**Série d'exercices:**
• A. Répondez aux questions suivantes à partir du texte sur les cafés de tempérance.
(i) Pour quelle somme les ouvriers obtenaient-ils, dans les Cacao-houses, une boisson chaude avec du pain et du beurre ?
(ii) À quoi tenait le secret de la réussite de ces établissements ?
(iii) Quels usagers, de plus en plus nombreux à la fin du XIXe siècle, ont contribué à leur succès ?
• B. Modifiez le passage du texte sur les cafés de tempérance qui s'ouvre sur les mots contenant « C'était si incompréhensible » et se ferme sur « café de tempérance. », en y substituant « dispositif d'aide » à « appareil de secours ».
• C. Poursuivez le texte sur les cafés de tempérance à partir de l'endroit où il s'arrête.

**Texte extrait:**
================================
C'était si incompréhensible qu'il fallait d'abord en faire des victimes et la
dépendance que créait l'alcool obligeait à la mise en place d'un appareil de secours
qui prit tout de suite la forme du modèle orthopédique : le café de tempérance.
Des hôtels et des cafés de tempérance existaient depuis longtemps en
Angleterre, mais ils étaient si peu attrayants, que la population les évitait. Face aux
luxueux Gin palaces, ils ne faisaient pas le poids et d'ailleurs, on y jouait, on s'y
débauchait et ils étaient accusés d'être de soi-disants lieux de tempérance. Dans le
dernier quart du XIXème siècle, les Anglais inaugurèrent un style : the Catering
movement of temperance qu'ils appliquèrent d'abord dans les ports. Pour un
penny, les ouvriers trouvaient dans les Cacao-houses une tasse de cacao, de café
ou de thé avec du pain et du beurre. Bien conduite, l'opération fit boule de neige et
les Coffee-Taverns, les Temperance-cafés, les Cacao-houses se multiplièrent
dans tout Londres. Le secret de leur réussite tenait à la qualité de leurs produits
(chose rare à l'époque). De la capitale, le mouvement s'étendit à tout le pays et
notamment dans les endroits touristiques. Les cyclistes, de plus en plus nombreux
à la fin du XIXème siècle, contribuèrent au développement et au succès de ces
établissements qui leur offraient des boissons reconstituantes. Des missions de tous
les pays européens allaient étudier les mécanismes de cette réussite et tâchaient, tant
bien que mal, de les transposer chez eux.
================================
**Données:**
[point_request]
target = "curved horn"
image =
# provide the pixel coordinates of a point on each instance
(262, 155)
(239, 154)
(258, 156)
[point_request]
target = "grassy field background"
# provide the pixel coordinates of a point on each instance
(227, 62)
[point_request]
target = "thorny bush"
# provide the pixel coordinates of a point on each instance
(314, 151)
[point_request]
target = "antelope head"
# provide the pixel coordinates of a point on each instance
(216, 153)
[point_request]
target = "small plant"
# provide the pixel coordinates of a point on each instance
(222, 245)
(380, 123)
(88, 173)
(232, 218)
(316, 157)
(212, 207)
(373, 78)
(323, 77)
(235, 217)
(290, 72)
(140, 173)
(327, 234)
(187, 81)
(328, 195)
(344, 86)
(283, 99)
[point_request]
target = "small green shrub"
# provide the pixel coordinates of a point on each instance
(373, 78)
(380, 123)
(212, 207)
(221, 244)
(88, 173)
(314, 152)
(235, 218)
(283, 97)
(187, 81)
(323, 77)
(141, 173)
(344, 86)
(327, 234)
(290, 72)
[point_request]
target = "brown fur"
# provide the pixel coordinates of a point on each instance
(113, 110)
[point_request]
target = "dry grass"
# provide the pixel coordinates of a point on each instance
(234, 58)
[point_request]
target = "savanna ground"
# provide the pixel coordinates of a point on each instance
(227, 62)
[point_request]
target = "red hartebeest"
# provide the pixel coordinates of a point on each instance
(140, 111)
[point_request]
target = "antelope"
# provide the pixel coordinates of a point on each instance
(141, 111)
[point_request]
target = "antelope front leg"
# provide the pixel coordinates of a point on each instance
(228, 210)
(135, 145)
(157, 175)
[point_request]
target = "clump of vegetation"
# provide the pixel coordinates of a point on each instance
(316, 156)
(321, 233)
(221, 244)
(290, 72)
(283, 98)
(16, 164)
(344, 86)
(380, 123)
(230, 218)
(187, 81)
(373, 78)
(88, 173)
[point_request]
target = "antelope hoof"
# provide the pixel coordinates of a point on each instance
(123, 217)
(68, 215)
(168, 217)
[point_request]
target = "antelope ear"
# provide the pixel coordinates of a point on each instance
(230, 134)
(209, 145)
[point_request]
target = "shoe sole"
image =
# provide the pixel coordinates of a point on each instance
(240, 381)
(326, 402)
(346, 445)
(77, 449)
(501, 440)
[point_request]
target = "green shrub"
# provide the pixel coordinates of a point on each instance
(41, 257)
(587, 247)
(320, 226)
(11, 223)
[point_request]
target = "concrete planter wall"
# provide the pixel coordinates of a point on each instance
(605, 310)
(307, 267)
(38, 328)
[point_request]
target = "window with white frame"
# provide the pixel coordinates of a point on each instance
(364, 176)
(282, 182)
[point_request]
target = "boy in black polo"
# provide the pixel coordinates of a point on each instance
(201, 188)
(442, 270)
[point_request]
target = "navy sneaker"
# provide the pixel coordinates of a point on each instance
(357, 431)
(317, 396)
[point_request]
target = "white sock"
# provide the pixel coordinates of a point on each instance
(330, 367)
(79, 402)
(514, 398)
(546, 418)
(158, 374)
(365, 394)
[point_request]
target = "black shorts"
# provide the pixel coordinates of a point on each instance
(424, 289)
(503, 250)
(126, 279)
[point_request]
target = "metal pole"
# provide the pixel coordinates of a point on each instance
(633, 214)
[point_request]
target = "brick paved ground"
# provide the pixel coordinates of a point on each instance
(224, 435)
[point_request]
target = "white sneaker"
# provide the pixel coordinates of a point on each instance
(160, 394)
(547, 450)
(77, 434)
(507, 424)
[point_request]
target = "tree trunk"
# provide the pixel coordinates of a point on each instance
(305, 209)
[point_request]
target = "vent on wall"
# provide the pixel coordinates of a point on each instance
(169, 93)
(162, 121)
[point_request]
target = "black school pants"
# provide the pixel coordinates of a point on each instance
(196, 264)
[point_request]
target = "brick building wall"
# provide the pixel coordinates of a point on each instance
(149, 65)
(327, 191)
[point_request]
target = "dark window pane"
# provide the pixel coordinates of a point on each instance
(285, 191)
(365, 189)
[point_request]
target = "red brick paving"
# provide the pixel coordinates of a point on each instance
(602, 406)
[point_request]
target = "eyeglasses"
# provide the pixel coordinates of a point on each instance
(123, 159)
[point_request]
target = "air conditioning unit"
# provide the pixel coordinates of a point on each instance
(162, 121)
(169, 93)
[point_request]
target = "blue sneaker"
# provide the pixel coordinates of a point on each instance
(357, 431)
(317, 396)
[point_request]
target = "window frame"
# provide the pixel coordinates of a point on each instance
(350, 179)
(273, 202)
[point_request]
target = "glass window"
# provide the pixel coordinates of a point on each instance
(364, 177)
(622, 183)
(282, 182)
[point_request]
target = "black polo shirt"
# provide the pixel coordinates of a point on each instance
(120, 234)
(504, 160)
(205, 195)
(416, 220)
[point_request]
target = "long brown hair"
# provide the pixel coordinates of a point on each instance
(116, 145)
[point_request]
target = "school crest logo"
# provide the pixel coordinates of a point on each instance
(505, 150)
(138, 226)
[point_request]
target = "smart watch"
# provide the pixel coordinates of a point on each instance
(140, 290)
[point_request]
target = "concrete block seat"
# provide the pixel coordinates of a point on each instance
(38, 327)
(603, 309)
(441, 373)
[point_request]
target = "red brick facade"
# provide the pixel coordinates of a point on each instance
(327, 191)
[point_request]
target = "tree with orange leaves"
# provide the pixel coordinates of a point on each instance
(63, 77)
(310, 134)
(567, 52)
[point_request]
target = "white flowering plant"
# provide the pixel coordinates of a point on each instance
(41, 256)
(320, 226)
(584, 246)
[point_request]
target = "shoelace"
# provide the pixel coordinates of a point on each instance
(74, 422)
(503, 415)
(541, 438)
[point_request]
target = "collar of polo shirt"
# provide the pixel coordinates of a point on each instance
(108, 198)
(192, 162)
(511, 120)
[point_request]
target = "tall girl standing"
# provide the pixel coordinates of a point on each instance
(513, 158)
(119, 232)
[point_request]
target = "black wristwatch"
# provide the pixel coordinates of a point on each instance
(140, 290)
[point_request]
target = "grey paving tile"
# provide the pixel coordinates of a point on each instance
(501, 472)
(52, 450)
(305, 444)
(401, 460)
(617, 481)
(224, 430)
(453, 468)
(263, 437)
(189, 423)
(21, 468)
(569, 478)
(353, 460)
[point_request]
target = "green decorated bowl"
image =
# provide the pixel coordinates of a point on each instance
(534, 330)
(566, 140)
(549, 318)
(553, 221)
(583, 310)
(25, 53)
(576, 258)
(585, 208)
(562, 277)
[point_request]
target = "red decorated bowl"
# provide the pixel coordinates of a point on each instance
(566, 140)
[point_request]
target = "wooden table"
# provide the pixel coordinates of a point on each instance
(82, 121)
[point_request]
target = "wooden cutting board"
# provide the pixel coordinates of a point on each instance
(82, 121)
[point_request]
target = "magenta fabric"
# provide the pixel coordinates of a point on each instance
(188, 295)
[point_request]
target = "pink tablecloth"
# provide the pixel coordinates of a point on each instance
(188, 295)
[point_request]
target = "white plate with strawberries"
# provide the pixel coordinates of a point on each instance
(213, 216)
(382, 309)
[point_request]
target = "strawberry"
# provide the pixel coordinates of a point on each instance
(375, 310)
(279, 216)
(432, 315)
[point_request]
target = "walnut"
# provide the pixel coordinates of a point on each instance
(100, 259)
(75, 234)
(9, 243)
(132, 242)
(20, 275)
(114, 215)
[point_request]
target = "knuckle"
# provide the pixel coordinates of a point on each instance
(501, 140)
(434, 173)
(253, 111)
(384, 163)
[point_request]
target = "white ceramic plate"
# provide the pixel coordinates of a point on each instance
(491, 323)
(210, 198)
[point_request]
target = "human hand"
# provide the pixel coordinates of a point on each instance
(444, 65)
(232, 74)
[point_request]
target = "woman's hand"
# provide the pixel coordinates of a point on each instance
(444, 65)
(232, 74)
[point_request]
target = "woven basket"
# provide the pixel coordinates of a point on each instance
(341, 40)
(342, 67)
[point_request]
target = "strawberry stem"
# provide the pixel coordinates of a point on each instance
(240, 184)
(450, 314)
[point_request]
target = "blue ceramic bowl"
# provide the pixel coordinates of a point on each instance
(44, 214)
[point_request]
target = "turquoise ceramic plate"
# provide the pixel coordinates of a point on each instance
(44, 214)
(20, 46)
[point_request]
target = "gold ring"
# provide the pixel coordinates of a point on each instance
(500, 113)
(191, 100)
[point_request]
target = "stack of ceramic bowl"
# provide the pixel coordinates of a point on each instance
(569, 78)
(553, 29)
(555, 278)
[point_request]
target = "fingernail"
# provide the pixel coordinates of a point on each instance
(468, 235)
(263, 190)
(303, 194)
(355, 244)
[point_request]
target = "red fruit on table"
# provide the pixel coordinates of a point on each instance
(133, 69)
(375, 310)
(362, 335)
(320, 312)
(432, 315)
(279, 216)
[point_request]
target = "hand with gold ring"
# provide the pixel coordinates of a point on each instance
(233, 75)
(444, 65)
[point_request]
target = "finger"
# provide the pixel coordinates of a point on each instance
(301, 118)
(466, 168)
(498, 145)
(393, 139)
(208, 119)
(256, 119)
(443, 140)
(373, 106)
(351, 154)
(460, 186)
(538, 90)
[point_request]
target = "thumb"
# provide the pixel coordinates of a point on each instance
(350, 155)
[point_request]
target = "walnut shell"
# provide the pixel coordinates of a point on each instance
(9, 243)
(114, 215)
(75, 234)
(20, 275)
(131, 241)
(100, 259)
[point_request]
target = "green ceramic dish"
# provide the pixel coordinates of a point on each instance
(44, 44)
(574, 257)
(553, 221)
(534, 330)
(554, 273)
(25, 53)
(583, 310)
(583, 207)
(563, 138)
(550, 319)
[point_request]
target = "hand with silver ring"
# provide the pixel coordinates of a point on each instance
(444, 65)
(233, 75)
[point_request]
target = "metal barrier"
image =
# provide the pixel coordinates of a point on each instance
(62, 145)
================================
**Réponses par consigne:**
• A.
(i) Pour un penny.
(ii) À la qualité de leurs produits.
(iii) Les cyclistes.

• B.
C'était si incompréhensible qu'il fallait d'abord en faire des victimes et la
dépendance que créait l'alcool obligeait à la mise en place d'un dispositif d'aide
qui prit tout de suite la forme du modèle orthopédique : le café de tempérance.

• C.
L'Allemagne n'eut aucun mal à copier l'Angleterre et les Kaffeehaüser,
établissements de café au lait équivalents aux crèmeries parisiennes, se
multiplièrent, offrant à l'ouvrier des repas chauds et bon marché dès l'aube pour lui
éviter la tentation du "petit verre".
Cependant, le véritable succès des ces institutions de combat tenait à leur
indépendance financière - les ouvriers n'aimaient pas les philanthropes 52, et au
sérieux de leurs tenanciers. Certains mauvais esprits prétendaient qu'en France on
ne trouverait jamais assez de gens sobres pour fournir le personnel des cafés de
tempérance !
La Suisse, où le mouvement avait commencé en 1878 sous l'initiative du
pasteur Rochat, avait alors des problèmes identiques à la France et notamment, les
bouilleurs de cru y abondaient. Aussi le succès des cafés de tempérance y reçut-il

50 Id.
51 Ibid.
52 "Les ouvriers sont susceptibles ; ils ne veulent pas être patronnés, ni corrigés, ils ne veulent
pas non plus de charité". Dr. E. RICHARD "Les cafés de tempérance à l'étranger", RHPS, XIX,
(1897), p. 1044.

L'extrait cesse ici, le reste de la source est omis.